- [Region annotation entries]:
========
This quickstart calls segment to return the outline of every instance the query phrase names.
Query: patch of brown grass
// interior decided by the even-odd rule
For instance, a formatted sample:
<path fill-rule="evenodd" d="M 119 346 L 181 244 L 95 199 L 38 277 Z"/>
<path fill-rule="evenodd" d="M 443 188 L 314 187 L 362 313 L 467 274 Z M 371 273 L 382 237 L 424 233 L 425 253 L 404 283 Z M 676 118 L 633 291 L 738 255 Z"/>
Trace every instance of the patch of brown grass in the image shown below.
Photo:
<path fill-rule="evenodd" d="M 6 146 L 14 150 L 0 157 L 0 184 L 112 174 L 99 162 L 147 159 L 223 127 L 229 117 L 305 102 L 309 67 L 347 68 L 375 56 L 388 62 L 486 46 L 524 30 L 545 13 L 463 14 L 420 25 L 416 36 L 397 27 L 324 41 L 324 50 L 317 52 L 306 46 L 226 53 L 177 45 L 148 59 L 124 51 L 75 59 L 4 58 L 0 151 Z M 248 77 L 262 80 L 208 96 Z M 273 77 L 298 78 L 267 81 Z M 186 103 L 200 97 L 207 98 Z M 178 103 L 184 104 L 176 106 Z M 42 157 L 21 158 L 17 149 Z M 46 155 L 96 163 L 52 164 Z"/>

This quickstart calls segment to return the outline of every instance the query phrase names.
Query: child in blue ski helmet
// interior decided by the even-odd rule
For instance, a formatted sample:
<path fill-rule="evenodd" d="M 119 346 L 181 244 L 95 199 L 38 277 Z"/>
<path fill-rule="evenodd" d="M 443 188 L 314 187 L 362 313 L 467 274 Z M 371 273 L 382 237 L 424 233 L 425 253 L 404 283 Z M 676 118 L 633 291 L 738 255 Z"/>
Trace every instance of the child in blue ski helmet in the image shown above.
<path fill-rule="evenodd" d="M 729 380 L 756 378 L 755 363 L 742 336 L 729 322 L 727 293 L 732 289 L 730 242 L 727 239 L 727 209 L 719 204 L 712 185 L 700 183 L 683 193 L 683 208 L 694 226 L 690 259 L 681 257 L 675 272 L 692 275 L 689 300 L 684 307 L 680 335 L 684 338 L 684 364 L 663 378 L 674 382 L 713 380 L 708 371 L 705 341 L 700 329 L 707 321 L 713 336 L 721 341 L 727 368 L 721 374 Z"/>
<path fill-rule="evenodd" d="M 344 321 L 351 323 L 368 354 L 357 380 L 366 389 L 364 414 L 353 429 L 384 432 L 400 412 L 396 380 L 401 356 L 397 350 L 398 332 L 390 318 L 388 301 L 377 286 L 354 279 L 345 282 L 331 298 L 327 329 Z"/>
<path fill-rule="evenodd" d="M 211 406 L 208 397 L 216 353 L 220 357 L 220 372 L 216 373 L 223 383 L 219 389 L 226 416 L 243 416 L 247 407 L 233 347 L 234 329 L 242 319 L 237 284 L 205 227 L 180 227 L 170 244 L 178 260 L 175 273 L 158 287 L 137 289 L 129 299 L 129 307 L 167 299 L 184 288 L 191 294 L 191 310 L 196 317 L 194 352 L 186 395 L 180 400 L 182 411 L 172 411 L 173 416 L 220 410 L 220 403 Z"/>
========
- [Given exercise]: Retype everything from the start of the records down to the line containing "146 L 14 150", both included, character for character.

- [In response]:
This quickstart calls segment to return the outline of every instance the query phrase names.
Query: patch of brown grass
// interior decided by the even-odd rule
For instance, a formatted sample:
<path fill-rule="evenodd" d="M 119 346 L 181 244 L 95 199 L 38 277 Z"/>
<path fill-rule="evenodd" d="M 443 188 L 314 187 L 362 313 L 467 274 Z M 371 273 L 382 237 L 424 233 L 425 253 L 404 283 Z M 676 118 L 633 291 L 738 255 Z"/>
Trace every instance of the patch of brown grass in the image shown below.
Photo:
<path fill-rule="evenodd" d="M 6 146 L 14 150 L 0 157 L 0 184 L 112 174 L 99 162 L 147 159 L 223 127 L 229 117 L 305 102 L 309 67 L 347 68 L 375 56 L 388 62 L 486 46 L 524 30 L 545 13 L 463 14 L 420 25 L 416 36 L 397 27 L 324 41 L 324 50 L 317 52 L 306 46 L 226 53 L 177 45 L 148 59 L 124 51 L 75 59 L 4 58 L 0 151 Z M 248 77 L 262 80 L 208 96 Z M 273 77 L 298 78 L 267 81 Z M 186 103 L 200 97 L 207 98 Z M 178 103 L 184 104 L 176 106 Z M 42 157 L 21 158 L 17 149 Z M 46 155 L 96 163 L 52 164 Z"/>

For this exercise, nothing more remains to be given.